# Problems to work on:
**A.** Set down the Baltimore County text word for word, everything from "County seat: Towson" down to "southern coastal Ireland.".
**B.** Update the rows from the line containing "Find the forested" down to the line containing "326], [154, 314]]]" by replacing "forested hillside" with "wooded slope", leaving everything else as it is. Return only those lines.

# Page excerpt:

MD: Baltimore County
Area: 682 mi²
Population: 823,015 (2013)
Unemployment rate: 5.3% (Apr 2015)
County seat: Towson
Baltimore County is a county located in the northern part of the U.S. state of Maryland. As of 2015, the county's estimated population was 831,128, making it the third-most populous county in Maryland. Its county seat is in Towson, in the north-central section just north of the adjacent Baltimore. The name of the County derives from the barony of the Proprietor of the Calverts' new colony in the Province of Maryland, Cecil Calvert, 2nd Baron Baltimore (1605–1675),, and the town of "Baltimore" in County Cork, of southern coastal Ireland.
Baltimore County is included in the Baltimore-Columbia-Towson, MD Metropolitan Statistical Area, which is also included in the Washington-Baltimore-Arlington, DC-MD-VA-WV-PA Combined Statistical Area. It is part of the Northeast Megalopolis stretching from Boston to Washington, D.C..

# Data section:

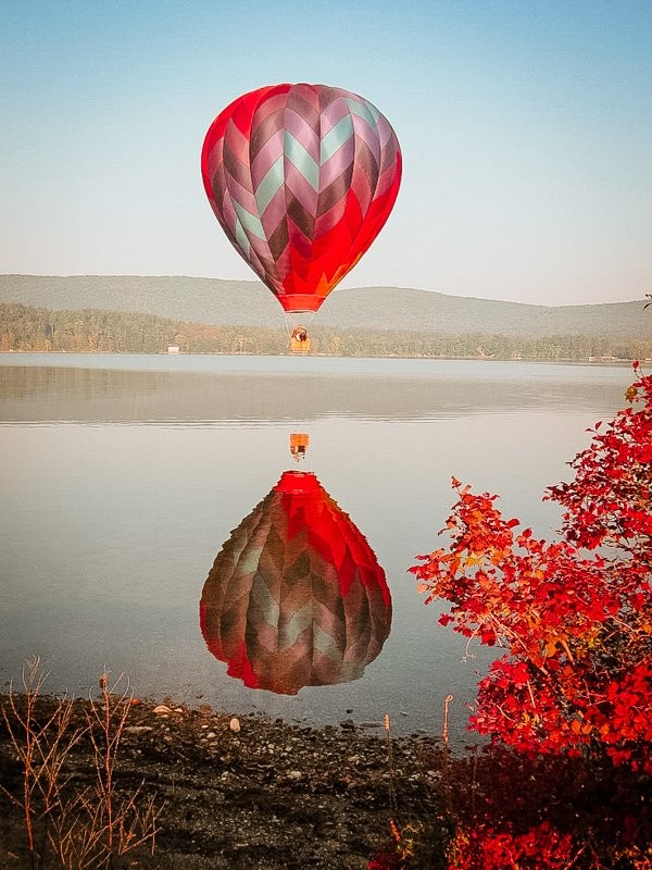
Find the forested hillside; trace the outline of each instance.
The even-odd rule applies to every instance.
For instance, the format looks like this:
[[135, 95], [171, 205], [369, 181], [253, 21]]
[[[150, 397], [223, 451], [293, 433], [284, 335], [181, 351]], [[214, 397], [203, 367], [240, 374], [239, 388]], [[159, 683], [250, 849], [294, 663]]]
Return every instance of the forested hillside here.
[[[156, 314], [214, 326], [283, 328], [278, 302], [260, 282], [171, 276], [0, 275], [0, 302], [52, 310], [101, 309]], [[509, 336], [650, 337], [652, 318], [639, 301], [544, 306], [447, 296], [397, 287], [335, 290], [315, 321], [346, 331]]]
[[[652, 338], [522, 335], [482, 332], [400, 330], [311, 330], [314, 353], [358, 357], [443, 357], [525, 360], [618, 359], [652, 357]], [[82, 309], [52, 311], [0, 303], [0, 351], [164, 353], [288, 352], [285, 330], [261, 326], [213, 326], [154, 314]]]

...

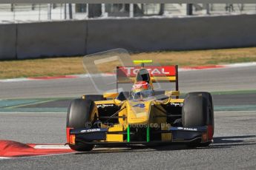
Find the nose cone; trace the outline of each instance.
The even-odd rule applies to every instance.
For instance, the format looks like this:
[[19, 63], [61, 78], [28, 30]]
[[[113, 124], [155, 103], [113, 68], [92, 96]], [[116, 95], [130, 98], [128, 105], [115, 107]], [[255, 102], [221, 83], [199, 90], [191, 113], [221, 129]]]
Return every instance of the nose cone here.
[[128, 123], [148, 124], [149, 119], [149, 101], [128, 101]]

--

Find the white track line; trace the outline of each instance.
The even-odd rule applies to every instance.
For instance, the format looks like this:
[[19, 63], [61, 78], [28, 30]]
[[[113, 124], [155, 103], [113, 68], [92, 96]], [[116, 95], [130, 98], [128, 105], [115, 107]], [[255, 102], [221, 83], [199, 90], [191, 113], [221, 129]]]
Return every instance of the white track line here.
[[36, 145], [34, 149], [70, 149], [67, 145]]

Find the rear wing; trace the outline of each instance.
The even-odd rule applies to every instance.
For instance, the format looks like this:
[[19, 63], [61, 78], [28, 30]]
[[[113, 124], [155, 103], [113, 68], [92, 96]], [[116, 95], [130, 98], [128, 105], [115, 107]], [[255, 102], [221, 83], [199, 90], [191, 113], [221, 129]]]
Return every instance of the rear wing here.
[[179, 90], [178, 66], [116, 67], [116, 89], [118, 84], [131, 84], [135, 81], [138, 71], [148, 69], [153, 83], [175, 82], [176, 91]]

# Results in order:
**A.**
County seat: Towson
Baltimore County is a county located in the northern part of the U.S. state of Maryland. As of 2015, the county's estimated population was 831,128, making it the third-most populous county in Maryland. Its county seat is in Towson, in the north-central section just north of the adjacent Baltimore. The name of the County derives from the barony of the Proprietor of the Calverts' new colony in the Province of Maryland, Cecil Calvert, 2nd Baron Baltimore (1605–1675),, and the town of "Baltimore" in County Cork, of southern coastal Ireland.

**B.**
Find the wooded slope; trace the outline of each instance.
The even-odd rule applies to every instance.
For instance, the format looks like this:
[[135, 95], [171, 205], [369, 181], [253, 21]]
[[[150, 397], [223, 451], [293, 433], [284, 335], [181, 351]], [[214, 397], [203, 367], [240, 374], [239, 388]], [[159, 683], [250, 849], [294, 663]]]
Return every instance of the wooded slope here.
[[[156, 314], [214, 326], [283, 328], [278, 302], [260, 282], [171, 276], [0, 275], [0, 302], [52, 310], [101, 309]], [[509, 336], [650, 337], [652, 318], [639, 301], [544, 306], [447, 296], [397, 287], [335, 290], [315, 321], [346, 331]]]
[[[652, 338], [522, 335], [482, 332], [400, 330], [311, 330], [314, 353], [358, 357], [443, 357], [525, 360], [618, 359], [652, 357]], [[82, 309], [52, 311], [0, 303], [0, 351], [164, 353], [288, 352], [285, 330], [261, 326], [213, 326], [154, 314]]]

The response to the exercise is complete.